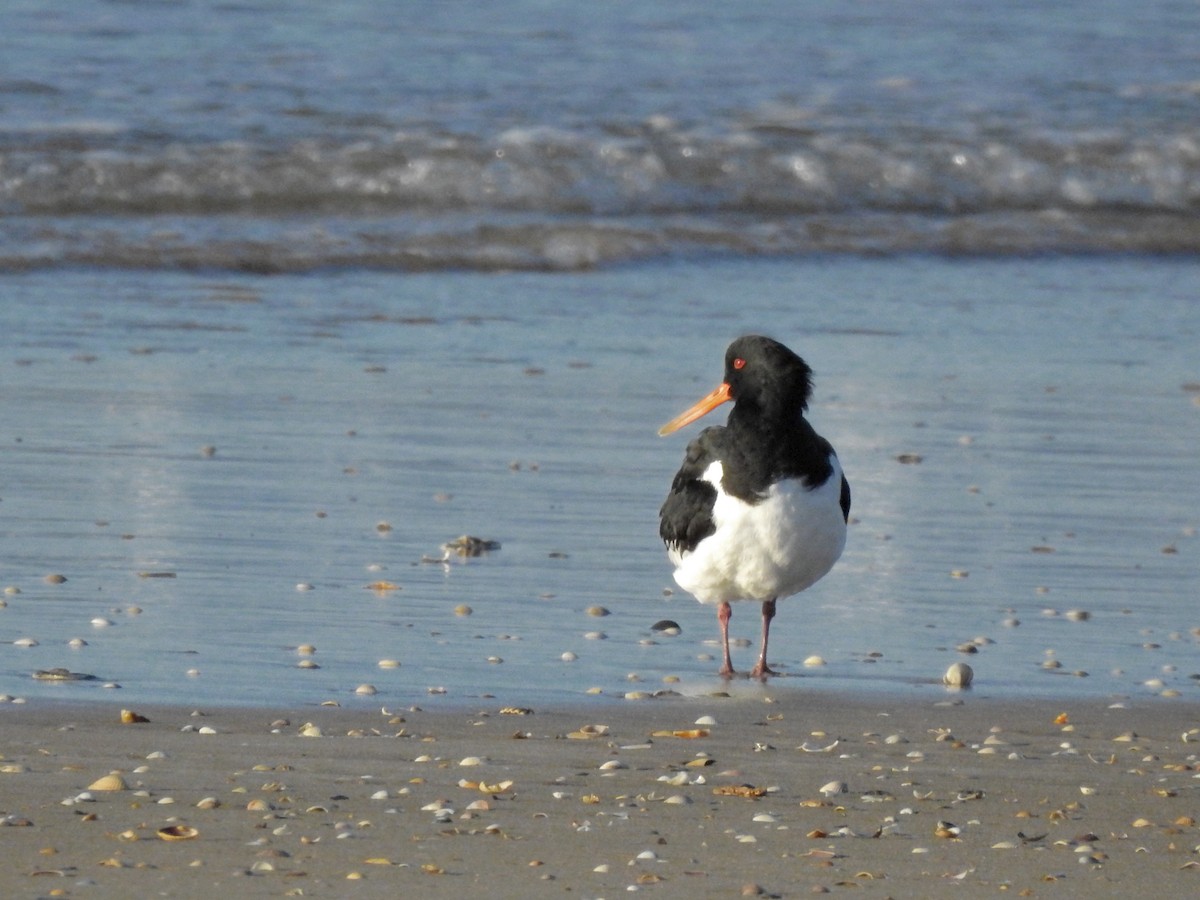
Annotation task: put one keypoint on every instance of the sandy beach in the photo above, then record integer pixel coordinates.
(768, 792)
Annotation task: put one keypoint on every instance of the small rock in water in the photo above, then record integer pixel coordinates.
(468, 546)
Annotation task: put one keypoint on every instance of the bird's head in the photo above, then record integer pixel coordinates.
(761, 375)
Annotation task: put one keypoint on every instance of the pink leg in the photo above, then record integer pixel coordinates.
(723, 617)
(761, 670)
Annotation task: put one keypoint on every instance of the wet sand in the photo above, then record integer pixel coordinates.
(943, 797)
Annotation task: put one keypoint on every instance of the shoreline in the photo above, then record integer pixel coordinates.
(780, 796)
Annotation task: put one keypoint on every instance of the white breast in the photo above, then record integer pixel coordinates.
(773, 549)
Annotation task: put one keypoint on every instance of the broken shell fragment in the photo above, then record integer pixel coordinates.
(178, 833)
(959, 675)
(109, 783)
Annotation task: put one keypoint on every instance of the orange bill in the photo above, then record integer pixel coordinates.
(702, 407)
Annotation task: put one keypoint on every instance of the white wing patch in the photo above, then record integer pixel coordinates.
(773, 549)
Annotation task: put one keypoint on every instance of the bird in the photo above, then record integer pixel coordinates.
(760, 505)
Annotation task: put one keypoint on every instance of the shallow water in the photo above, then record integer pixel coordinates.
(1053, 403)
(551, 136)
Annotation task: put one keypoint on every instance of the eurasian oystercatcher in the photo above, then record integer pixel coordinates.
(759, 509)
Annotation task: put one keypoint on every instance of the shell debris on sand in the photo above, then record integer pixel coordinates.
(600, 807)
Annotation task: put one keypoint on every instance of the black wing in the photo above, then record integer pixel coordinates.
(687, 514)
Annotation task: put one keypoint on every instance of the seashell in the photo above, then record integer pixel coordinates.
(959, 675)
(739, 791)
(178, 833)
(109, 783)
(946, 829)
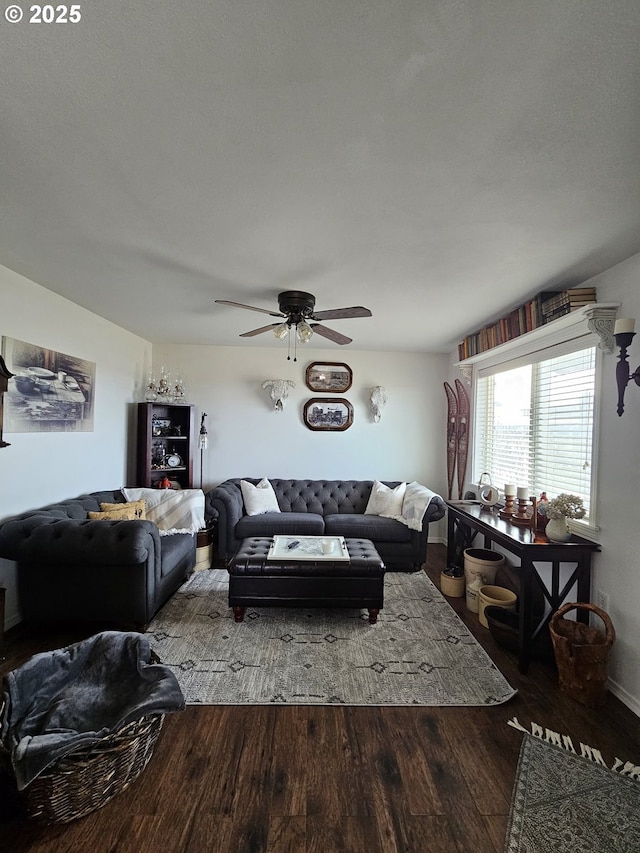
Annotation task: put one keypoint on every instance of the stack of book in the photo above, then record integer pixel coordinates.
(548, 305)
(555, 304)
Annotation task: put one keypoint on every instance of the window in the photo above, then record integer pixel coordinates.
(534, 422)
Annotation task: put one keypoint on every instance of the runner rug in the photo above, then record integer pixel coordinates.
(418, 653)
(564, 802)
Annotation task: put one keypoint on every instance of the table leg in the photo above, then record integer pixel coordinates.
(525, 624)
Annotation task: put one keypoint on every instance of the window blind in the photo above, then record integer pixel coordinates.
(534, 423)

§ Task: Give back, word for word, the lines of the records that run from the one holding "the window blind" to the very last.

§ Solution to this problem:
Annotation task: put one keypoint on every instance of the window blind in the photo above, then record integer pixel coordinates.
(534, 423)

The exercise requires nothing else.